▶ [What is required]: Give the data below again exactly as written, but without the pictures.
--- The input ---
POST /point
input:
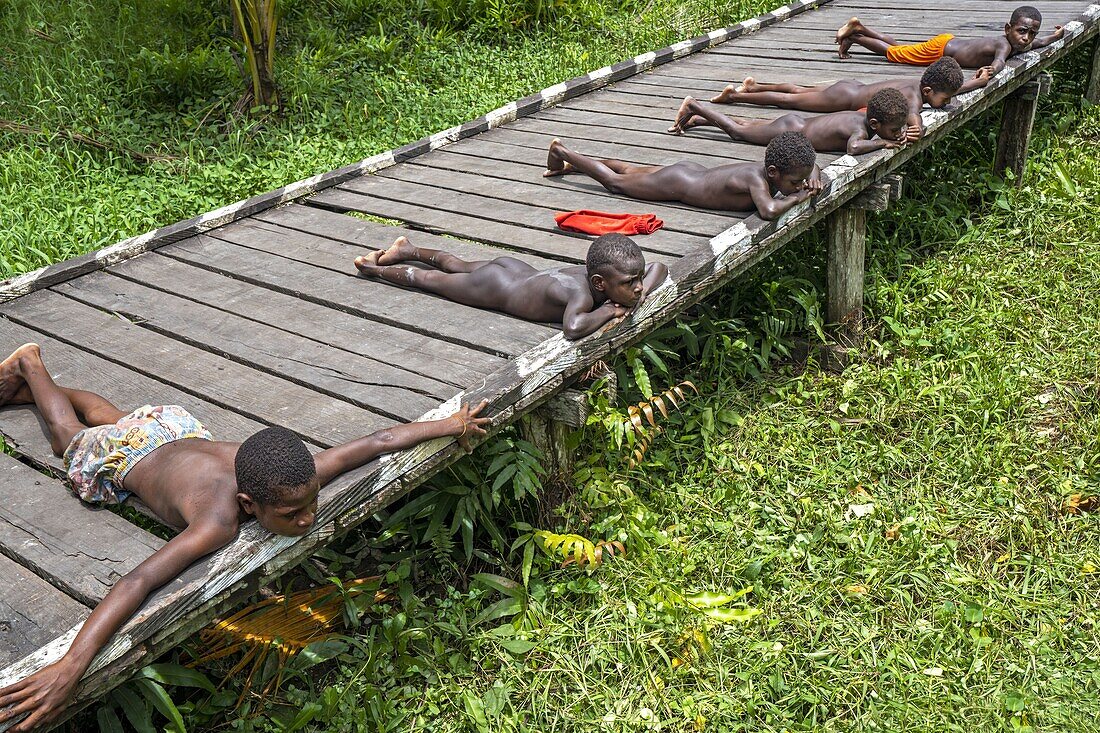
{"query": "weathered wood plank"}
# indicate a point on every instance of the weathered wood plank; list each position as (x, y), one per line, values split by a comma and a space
(664, 241)
(77, 548)
(32, 612)
(378, 387)
(579, 134)
(358, 233)
(503, 149)
(476, 329)
(847, 240)
(264, 397)
(539, 372)
(1016, 121)
(518, 215)
(446, 362)
(549, 194)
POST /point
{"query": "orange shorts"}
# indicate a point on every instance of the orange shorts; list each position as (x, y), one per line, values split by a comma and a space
(920, 54)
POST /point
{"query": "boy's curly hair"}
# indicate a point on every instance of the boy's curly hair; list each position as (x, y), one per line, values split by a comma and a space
(270, 460)
(945, 76)
(889, 107)
(614, 250)
(790, 151)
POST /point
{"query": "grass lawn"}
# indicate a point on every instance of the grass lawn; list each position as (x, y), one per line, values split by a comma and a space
(906, 545)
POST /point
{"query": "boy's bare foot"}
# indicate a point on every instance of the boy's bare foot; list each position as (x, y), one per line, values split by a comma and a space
(851, 28)
(399, 251)
(13, 390)
(726, 96)
(556, 164)
(748, 85)
(683, 116)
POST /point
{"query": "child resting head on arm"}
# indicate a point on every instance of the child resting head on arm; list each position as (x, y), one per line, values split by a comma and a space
(167, 458)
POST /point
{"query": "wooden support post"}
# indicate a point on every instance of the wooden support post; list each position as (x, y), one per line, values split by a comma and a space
(847, 248)
(1092, 87)
(1015, 128)
(549, 427)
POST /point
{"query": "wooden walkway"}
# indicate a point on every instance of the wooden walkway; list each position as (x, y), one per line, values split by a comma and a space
(252, 316)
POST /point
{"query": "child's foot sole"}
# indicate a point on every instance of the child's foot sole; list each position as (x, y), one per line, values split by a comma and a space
(556, 164)
(848, 29)
(683, 115)
(399, 251)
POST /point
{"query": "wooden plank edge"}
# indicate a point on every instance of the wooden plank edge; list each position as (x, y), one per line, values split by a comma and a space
(129, 248)
(519, 386)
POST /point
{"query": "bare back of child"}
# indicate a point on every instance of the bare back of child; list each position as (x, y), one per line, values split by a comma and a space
(789, 168)
(882, 124)
(581, 297)
(204, 487)
(987, 53)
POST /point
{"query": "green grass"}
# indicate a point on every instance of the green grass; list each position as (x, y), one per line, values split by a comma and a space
(898, 529)
(900, 524)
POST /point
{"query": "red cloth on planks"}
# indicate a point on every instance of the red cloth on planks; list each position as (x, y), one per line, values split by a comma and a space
(601, 222)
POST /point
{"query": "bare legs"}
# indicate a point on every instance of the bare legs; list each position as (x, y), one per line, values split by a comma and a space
(24, 380)
(650, 183)
(854, 31)
(729, 95)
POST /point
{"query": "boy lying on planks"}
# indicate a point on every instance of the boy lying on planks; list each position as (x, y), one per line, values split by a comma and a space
(936, 86)
(169, 460)
(614, 280)
(988, 54)
(856, 133)
(789, 167)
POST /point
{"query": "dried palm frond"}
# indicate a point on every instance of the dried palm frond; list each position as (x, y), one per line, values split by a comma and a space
(642, 413)
(283, 625)
(575, 548)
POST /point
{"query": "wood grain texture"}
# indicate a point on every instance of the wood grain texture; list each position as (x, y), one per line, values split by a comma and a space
(262, 396)
(442, 361)
(32, 612)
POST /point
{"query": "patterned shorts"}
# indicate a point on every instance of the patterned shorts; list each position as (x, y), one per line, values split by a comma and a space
(98, 458)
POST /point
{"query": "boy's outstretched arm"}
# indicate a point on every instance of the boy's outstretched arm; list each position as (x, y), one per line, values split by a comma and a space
(46, 692)
(860, 144)
(1042, 43)
(464, 424)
---
▶ [Exercise result]:
POST /point
input:
{"query": "weathered wood plank"}
# indicate a point on every instance of the weathered wood plank; list each position as (x, y), one per line, values split by a comma and a space
(664, 241)
(77, 548)
(32, 612)
(378, 387)
(579, 134)
(358, 233)
(503, 149)
(476, 329)
(847, 240)
(264, 397)
(539, 372)
(1016, 121)
(518, 215)
(446, 362)
(549, 194)
POST /point
{"query": "orange shorts"}
# indicate a point on every instance of the orange shorts; list each position as (x, y), one per line, values split by a comma and a space
(920, 54)
POST /point
{"query": "boy's curly hair"}
# indicate a point on every instance of the boy's curly hair; list each position as (x, y), one per line, values split by a comma and a space
(270, 460)
(945, 76)
(889, 107)
(614, 250)
(790, 151)
POST /point
{"query": "grass lawn"}
# indicate a point on every instance of the grass lawn; list each position as (x, y), one per line, values split by a comma and a space
(906, 545)
POST /point
{"query": "boy's bare foot"}
# indicate a point on every instance of the boy's bare foot; list each position as (x, y), one per line, values split by a comma and a space
(851, 28)
(399, 251)
(13, 390)
(726, 96)
(556, 164)
(748, 85)
(683, 116)
POST /point
{"query": "child resting head on arm"}
# indicate a point on every instance of the child resting head on arm; list each position as (x, y), one per line, values split by a comma and a space
(167, 458)
POST /point
{"query": "wooden support post"}
# indicate a point on every instance of the wooden support post; list each position as (x, y), one per line, values split by a comma and a space
(847, 248)
(1092, 87)
(1015, 128)
(549, 427)
POST /point
{"query": "wooden walkway"}
# indicate a point on every instance of the wooden walkway; list each position as (x, y), one per line, values split by a comma and a space
(252, 316)
POST /point
{"query": "child's foot sole"}
# indicate a point on every instance of the child's foot sole; list each position as (x, y), one per line, values split by a comma and a space
(556, 164)
(848, 29)
(683, 115)
(399, 251)
POST /point
{"query": "wooden plank edge"}
# indicate a point on every instance of the wooden plank edge; list each position as (x, y), one per line, values split by a comma and a space
(129, 248)
(519, 386)
POST /point
{"query": "bare back of child"}
# indicate a point on every instance of the bare back of child; list each position as (x, y), one per line, values split by a comma and a space
(789, 168)
(882, 124)
(581, 297)
(204, 487)
(987, 53)
POST /point
{"query": "green grass"}
# indicate a point on every instance of the green grass; list each position as (x, y), one per line, values split by a comma and a space
(898, 529)
(900, 524)
POST /point
{"query": "red cloth on planks"}
# indicate a point on every instance of the red cloth on planks; list each position as (x, y), one per line, values split by a comma and a space
(601, 222)
POST /point
{"query": "bare legs"}
# indicate a point on every instance of the bare legs; list each position as (x, y), one per line, values split by a comma and a space
(24, 380)
(650, 183)
(854, 31)
(729, 95)
POST /point
{"query": "boy lying on planks"}
# indicate a point on every instance of the boy lying on planks; list each position as (x, y), one per line, values split by a comma and a space
(936, 86)
(169, 460)
(614, 280)
(988, 54)
(856, 133)
(789, 167)
POST /point
{"query": "dried palm frond"}
# indicate a point on every instance of the dried palm frond; list each position as (x, y), one per line, values split by a comma and a space
(642, 413)
(283, 625)
(575, 548)
POST /point
{"query": "wood grain texture"}
# indicate a point on every instance of the wood grain texture; list each position as (x, y), one per line, values split by a comma and a space
(262, 396)
(442, 361)
(32, 612)
POST /point
{"query": "patterned shorts"}
# indicate a point on every instance of the patterned shorts; list each position as (x, y), one per line, values split by a comma and a space
(98, 458)
POST /point
{"query": "boy's outstretched arm"}
# indicate a point on every instance of the boy's outstretched arm; list each position as (x, y), one per line, values split by a comma and a space
(46, 692)
(860, 144)
(1042, 43)
(464, 424)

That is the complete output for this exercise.